Assigned task:
All lines holding the word "evergreen" in the listing below need to be copied.

===== Task inputs

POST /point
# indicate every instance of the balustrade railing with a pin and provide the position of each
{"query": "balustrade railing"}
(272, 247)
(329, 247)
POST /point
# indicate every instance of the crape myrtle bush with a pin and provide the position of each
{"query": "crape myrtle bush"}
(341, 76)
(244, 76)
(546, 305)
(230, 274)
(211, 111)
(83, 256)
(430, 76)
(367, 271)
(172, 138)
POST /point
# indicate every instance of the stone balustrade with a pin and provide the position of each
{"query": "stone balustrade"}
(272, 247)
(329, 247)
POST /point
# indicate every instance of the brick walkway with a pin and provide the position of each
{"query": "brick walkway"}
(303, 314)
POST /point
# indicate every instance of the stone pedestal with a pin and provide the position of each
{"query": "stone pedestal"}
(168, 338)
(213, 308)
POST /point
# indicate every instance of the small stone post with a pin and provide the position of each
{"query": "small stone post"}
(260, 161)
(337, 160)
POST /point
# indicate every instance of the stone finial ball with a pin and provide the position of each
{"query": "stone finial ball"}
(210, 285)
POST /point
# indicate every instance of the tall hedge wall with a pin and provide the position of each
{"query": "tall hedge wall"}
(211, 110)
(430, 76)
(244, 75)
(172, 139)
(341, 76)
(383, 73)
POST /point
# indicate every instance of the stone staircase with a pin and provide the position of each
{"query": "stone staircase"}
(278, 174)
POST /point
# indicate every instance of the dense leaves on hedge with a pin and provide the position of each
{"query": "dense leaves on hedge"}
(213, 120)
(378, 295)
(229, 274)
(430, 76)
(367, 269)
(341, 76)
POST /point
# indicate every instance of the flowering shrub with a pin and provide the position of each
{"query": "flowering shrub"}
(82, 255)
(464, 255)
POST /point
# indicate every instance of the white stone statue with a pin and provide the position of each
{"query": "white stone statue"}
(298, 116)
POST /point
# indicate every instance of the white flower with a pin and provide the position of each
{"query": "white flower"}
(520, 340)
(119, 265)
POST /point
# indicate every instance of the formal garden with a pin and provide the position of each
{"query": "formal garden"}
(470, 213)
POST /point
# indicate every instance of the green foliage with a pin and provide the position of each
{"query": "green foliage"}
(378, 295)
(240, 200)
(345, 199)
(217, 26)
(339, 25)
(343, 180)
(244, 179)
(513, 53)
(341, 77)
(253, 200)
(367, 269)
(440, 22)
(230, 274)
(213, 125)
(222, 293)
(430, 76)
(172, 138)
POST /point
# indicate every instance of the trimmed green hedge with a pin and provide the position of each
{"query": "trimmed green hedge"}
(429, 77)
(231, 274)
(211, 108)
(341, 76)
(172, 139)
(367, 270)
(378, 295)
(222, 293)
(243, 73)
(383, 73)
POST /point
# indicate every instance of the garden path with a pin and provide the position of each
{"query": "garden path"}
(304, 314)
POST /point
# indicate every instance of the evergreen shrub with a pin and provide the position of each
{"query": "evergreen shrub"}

==========

Output for this exercise:
# indicate every instance of the evergreen shrub with a pin and provide the position of each
{"query": "evergreen shrub"}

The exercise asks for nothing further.